Things to do –
(1) Write out, word for word, the part of the geoPhylo project plan that opens with the words containing "beginning latitude, longitude, altitude" and closes with "the storage structure.".
(2) Pick up the geoPhylo project plan below and continue it from its last sentence.

Supplied passage –
▼
Alternatively, it may be better to only store parent child relationships in the tree class and add the other information later -- moving the data from a tree class to the geoPhylo class outlined below. Deliverables: Java tree class

Data storage

General idea- the storage system requests certain information from the parsers such as tree structure, location information and metadata and is flexible enough to pass certain requested information for output, but not necessarily all of it. The bulk of this is done with the tree class outlined above.

Week 3

Tasks: Code data storage structure. Data will be stored in a geoPhylo class whose instances have attributes such as parent child relationships and latitude and longitude coordinates. Additionally, each node or leaf could have information stored within it. This information would be extracted from the tree class outlined above. Simple class outline:

geoPhylo class: root node instance branch instance

node class:

   latitude, longitude, altitude
   user defined element
   visual information -- color, size, etc. These will have default values unless the user specifies otherwise.

branch class:

   beginning latitude, longitude, altitude -> could be in the form of a KML pathway element
   end latitude, longitude, altitude

Deliverable: java geoPhylo class

Week 4

Tasks: develop interface for structure. Once the class structure is down, this is simply extracting that data. The key is to present it to the KML writer in an efficient and useful way. May not take an entire week. Deliverable: functions that are called by the parsers that deliver the data to the storage structure.

Output General idea - once data is stored combine it in a way the user requests i.e. what they want to see on the tree and display it.
▲
Stored data –
▼
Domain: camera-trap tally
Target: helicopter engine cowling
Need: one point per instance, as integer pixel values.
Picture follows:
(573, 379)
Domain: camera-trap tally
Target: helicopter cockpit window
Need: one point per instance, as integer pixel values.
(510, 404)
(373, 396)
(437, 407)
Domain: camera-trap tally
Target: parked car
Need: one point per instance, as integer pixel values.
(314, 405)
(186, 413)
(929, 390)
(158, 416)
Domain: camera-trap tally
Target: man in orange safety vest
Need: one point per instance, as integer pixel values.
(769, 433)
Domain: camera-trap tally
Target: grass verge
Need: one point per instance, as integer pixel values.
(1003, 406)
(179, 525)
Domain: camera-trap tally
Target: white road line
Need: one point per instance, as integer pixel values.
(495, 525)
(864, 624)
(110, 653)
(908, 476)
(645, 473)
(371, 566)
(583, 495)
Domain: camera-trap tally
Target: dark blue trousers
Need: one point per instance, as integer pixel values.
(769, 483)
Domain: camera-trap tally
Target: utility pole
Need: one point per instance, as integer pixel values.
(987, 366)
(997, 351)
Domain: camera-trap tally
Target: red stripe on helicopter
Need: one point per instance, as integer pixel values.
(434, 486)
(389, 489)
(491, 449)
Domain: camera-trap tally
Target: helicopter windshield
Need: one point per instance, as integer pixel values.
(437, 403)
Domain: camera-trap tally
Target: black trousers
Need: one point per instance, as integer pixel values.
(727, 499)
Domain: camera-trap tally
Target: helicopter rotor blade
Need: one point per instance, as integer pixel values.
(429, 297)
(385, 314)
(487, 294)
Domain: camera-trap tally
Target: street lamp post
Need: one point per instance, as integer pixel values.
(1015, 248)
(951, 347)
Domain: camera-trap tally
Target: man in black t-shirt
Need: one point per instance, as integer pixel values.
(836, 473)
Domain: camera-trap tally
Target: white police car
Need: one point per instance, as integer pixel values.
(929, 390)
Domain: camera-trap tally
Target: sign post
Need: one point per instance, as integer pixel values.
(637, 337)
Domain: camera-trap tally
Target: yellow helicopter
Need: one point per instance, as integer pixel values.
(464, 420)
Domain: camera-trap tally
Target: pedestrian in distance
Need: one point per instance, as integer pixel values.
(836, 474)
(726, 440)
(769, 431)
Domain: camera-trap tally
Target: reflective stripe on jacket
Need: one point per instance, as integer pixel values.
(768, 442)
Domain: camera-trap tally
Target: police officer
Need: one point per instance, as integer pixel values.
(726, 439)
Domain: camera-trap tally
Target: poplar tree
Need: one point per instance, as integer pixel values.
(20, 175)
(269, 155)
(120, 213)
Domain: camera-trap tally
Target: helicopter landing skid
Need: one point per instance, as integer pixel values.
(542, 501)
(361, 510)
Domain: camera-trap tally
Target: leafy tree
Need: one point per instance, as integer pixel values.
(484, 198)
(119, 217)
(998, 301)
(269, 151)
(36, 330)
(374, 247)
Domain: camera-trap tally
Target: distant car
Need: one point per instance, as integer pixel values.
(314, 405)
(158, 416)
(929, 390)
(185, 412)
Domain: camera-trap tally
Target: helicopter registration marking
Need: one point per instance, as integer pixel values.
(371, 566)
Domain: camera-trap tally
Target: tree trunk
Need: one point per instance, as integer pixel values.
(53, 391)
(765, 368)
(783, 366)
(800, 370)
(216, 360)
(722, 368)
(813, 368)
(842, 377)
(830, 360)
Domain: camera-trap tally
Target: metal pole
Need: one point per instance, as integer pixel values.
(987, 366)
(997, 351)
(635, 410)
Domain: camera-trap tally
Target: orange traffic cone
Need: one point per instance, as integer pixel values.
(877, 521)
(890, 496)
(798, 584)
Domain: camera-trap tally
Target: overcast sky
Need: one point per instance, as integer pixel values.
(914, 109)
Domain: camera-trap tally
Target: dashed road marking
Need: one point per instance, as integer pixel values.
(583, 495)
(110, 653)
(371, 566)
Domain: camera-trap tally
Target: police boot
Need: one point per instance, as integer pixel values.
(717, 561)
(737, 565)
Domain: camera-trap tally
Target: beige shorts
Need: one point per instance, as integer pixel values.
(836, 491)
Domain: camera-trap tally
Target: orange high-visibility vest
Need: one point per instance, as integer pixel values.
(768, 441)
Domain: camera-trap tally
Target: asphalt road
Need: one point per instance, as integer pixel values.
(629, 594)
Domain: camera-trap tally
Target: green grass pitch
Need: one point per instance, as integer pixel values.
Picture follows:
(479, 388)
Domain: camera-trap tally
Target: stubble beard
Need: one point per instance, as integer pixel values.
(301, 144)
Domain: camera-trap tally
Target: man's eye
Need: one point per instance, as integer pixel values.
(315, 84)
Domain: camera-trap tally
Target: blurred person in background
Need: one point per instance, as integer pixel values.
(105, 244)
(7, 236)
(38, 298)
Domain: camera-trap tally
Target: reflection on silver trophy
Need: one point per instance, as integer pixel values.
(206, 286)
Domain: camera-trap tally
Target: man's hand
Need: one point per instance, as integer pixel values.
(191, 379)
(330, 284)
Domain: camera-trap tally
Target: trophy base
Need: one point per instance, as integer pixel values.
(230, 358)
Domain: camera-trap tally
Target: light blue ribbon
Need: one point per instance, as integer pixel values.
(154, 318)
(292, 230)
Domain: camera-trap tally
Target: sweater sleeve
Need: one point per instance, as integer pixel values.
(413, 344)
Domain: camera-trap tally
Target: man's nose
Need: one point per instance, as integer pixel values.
▲
Responses for each task –
(1)
beginning latitude, longitude, altitude -> could be in the form of a KML pathway element
   end latitude, longitude, altitude

Deliverable: java geoPhylo class

Week 4

Tasks: develop interface for structure. Once the class structure is down, this is simply extracting that data. The key is to present it to the KML writer in an efficient and useful way. May not take an entire week. Deliverable: functions that are called by the parsers that deliver the data to the storage structure.

(2)
Weeks 5 and 6

Tasks: Write algorithm to determine geospatial information. Calculating geospatial information is no trivial task. This information will vary based on the type of output the user requests such as KML or shapefile. This algorithm needs to be able to calculate how the tree should look in 3D space keeping in mind visual clarity. This requires knowing how many nodes, branches and leafs are on the tree and where leafs are anchored to the map. The simplest way would be a cone shape, with the base made up of the leaf coordinates and then equally spaced nodes until the root is reached at the peak. This will not work for really large trees, as the map would be way too convoluted. Turning on or off some of the branches or being able to collapse them would make the map easier to understand. Basic algorithm from Janies et al is the altitude for any given node = a + ((n-1)*b) where a is the altitude of a node with only terminal leafs (this can be an arbitrary number or based on the size of the tree), b is the altitude of nodes that are ancestral to more than one node and n is the number of node from the current node to the leaf. I will also look at the algorithms implemented in GeoPhyloBuilder for node positioning. These include envelope centroid method, mean position method, and for bifurcate trees the DAVA centroid and MCP centroid methods. I will also try to extend the geospatial functions in the JTS Topology suite for 2D spatial functions. 3D mapping is fairly new to me, so it may take me some time to come up with an optimal solution. I will rely heavily on algorithms already implemented in other geospatial applications. Deliverable: geospatial algorithm

Week 7

Tasks: Implement the tree searching algorithm. This will be an extension of the existing tree walking functions. The main feature that needs to be added is a way to collect the geospatial, user defined and style elements contained in each node. Deliverable: tree searching function

Week 8

Tasks: Code KML writer and shapefile writer. This will probably be an extension of the Writer class specifically designed for KML and shapefile output. For KML files, styles will need to be defined here. These could be user defined or have a default value (both would be the best option). The open source GeoTools package has a shapefile writer that can be extended to fit the needs of this library. Deliverables: KML and shapefile writer


Janies, D., Hill, A.W., Habib, F., Guralnick, R., Waltari, E., Wheeler, W.C., 2007. Genomic analysis and geographic visualization of the spread of avian influenza (H5N1). Syst. Biol. 56, 321–329.